# Instrucciones
1) Copia sin cambios el fragmento del texto sobre Miguel Pajares que empieza en "El grito llegaba" y termina en "ayuda llegue pronto.".
2) Según el texto sobre Miguel Pajares, ¿en qué hospital de Madrid yace hoy el misionero?

# Texto de origen

------

El grito llegaba desde el mismo infierno. Era la voz de Miguel Pajares, Miguelín el misionero,
la voz del ébola. Aquel viernes, 10:08, dos horas menos que en España,
mientras tecleaba su desesperación en el dormitorio, el maligno virus ya
miraba de cerca al padre Miguel, siete años como capellán y enfermero
en el centro médico liberiano. Entre rezos y súplicas había despedido,
cuatro días antes, el cadáver de una mujer que había contraído la
«peste», como él llama a la infección. «Ojalá nos escuchen y la ayuda llegue pronto.
Esto puede complicarse. Temo lo peor», confesaba el sacerdote a sus
colaboradores en el hospital. Entonces aún le quedaban fuerzas, las
suficientes para aliviar en lo posible las almas y los cuerpos de
aquellos negros desvaídos a los que iba administrando la extremaunción
poco antes de que fallecieran desangrados por las
hemorragias del virus. De cerca, sin marcar distancia con nada ni con
nadie. Fiel a la promesa asumida desde que abrazara la orden de San Juan
de Dios de jugársela -«hasta morir si fuera preciso»- por los más
desgraciados. A través de los escritos que ha ido enviando a familiares y
amigos en España hacemos el retrato del heroico misionero español -el
primer paciente con ébola que llega a territorio español y europeo- que
hoy yace en una habitación-burbuja del hospital Carlos III de Madrid, y
la crónica de la pandemia que llena de muerte el continente africano.

------

# Listado extraído
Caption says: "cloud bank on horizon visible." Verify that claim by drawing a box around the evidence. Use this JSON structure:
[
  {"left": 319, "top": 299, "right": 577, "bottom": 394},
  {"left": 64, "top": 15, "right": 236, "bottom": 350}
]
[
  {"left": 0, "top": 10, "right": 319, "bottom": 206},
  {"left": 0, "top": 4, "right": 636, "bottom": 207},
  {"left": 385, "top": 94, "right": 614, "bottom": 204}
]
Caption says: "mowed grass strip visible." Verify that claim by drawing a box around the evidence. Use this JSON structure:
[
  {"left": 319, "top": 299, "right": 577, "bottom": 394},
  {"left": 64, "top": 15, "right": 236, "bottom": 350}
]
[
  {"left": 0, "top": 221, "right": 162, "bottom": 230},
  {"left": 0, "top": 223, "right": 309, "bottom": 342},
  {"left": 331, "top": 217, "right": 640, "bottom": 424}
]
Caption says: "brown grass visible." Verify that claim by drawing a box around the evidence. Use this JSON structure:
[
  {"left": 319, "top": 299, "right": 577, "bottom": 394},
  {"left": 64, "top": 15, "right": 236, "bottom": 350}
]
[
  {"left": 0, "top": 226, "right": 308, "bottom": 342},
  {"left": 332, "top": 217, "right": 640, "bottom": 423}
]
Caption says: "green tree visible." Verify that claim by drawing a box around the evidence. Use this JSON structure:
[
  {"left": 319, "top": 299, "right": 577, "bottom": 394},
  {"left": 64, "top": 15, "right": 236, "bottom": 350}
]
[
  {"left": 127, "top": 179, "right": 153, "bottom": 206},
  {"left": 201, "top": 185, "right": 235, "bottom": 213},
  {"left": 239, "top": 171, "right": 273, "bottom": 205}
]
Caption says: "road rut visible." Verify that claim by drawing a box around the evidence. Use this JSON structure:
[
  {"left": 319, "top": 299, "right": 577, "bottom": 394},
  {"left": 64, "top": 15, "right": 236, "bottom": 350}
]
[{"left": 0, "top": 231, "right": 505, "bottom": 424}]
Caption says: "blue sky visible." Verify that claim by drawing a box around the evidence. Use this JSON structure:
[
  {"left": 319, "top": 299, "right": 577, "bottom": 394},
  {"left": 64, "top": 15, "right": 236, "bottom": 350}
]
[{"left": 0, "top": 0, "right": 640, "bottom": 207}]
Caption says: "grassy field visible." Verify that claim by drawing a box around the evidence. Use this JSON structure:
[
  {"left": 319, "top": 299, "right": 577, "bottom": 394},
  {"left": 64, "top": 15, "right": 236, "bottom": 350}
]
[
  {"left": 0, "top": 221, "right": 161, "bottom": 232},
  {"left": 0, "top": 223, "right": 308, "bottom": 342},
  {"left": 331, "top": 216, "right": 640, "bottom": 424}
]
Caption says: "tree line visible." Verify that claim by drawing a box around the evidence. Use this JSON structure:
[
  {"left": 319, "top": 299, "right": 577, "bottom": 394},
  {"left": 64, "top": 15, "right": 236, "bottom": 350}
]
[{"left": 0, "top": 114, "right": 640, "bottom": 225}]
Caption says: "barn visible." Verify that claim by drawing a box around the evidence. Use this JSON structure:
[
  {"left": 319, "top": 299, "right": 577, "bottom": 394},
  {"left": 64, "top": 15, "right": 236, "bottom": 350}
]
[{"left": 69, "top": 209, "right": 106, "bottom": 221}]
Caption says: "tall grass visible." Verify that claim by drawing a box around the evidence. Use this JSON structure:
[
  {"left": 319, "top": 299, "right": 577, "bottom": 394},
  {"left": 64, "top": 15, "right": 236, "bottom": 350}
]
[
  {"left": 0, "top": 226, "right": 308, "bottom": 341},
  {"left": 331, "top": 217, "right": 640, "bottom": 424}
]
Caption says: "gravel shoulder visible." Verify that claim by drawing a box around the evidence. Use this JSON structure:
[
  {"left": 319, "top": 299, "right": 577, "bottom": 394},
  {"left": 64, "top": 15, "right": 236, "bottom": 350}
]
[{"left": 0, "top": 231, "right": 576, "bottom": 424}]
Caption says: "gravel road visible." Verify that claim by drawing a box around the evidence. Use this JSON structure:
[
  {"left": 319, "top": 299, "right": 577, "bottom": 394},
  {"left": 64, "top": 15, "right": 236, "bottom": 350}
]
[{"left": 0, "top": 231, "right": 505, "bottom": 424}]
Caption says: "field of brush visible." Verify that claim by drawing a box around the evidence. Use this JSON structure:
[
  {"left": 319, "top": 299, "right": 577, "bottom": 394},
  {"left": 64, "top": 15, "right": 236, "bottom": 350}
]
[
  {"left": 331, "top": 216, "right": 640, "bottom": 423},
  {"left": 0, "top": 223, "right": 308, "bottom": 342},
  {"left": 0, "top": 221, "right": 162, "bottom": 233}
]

------

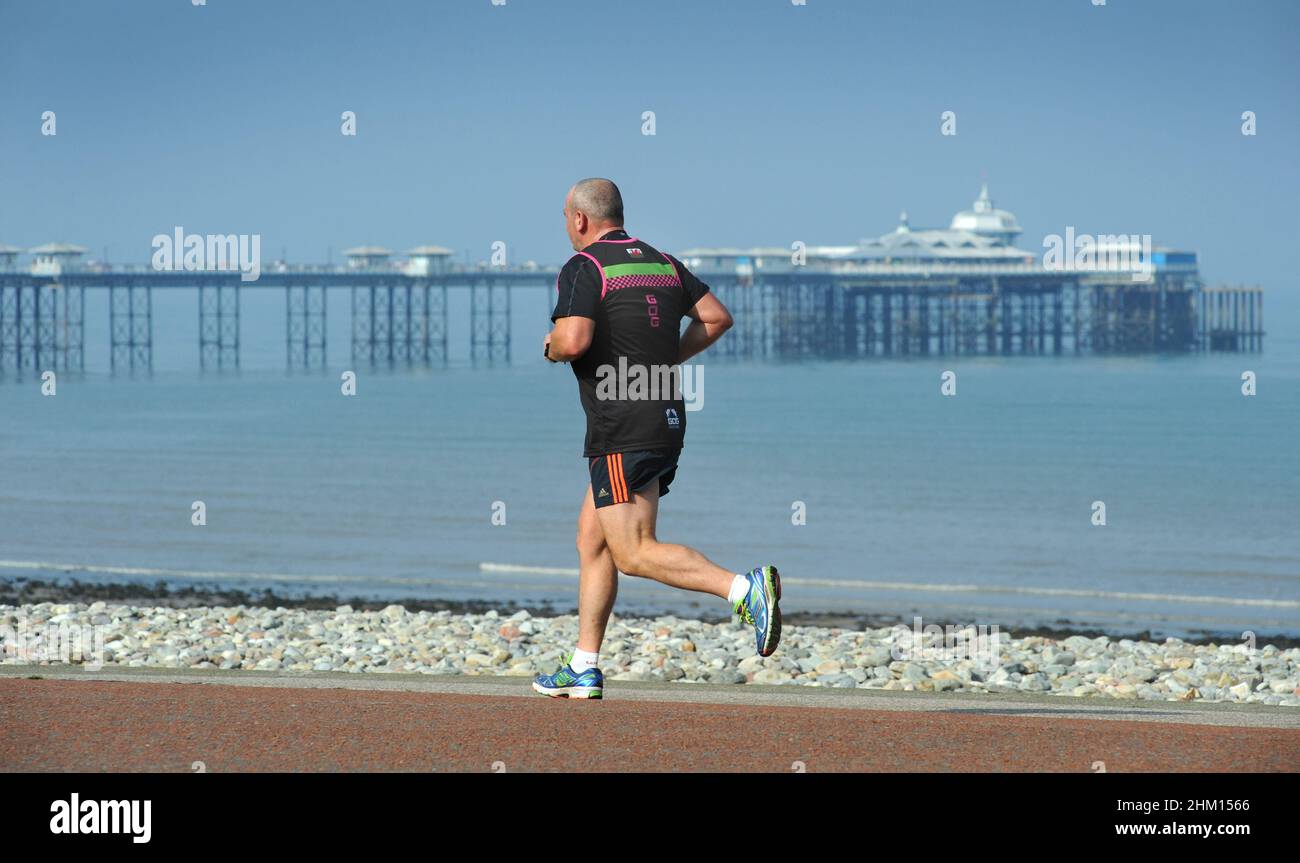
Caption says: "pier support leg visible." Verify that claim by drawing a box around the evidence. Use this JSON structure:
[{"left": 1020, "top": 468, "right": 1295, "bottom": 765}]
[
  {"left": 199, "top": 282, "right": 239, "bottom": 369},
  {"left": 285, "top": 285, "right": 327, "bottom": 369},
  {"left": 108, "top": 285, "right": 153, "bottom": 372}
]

------

# Respuestas
1)
El grito llegaba desde el mismo infierno. Era la voz de Miguel Pajares, Miguelín el misionero,
la voz del ébola. Aquel viernes, 10:08, dos horas menos que en España,
mientras tecleaba su desesperación en el dormitorio, el maligno virus ya
miraba de cerca al padre Miguel, siete años como capellán y enfermero
en el centro médico liberiano. Entre rezos y súplicas había despedido,
cuatro días antes, el cadáver de una mujer que había contraído la
«peste», como él llama a la infección. «Ojalá nos escuchen y la ayuda llegue pronto.

2) En el hospital Carlos III de Madrid.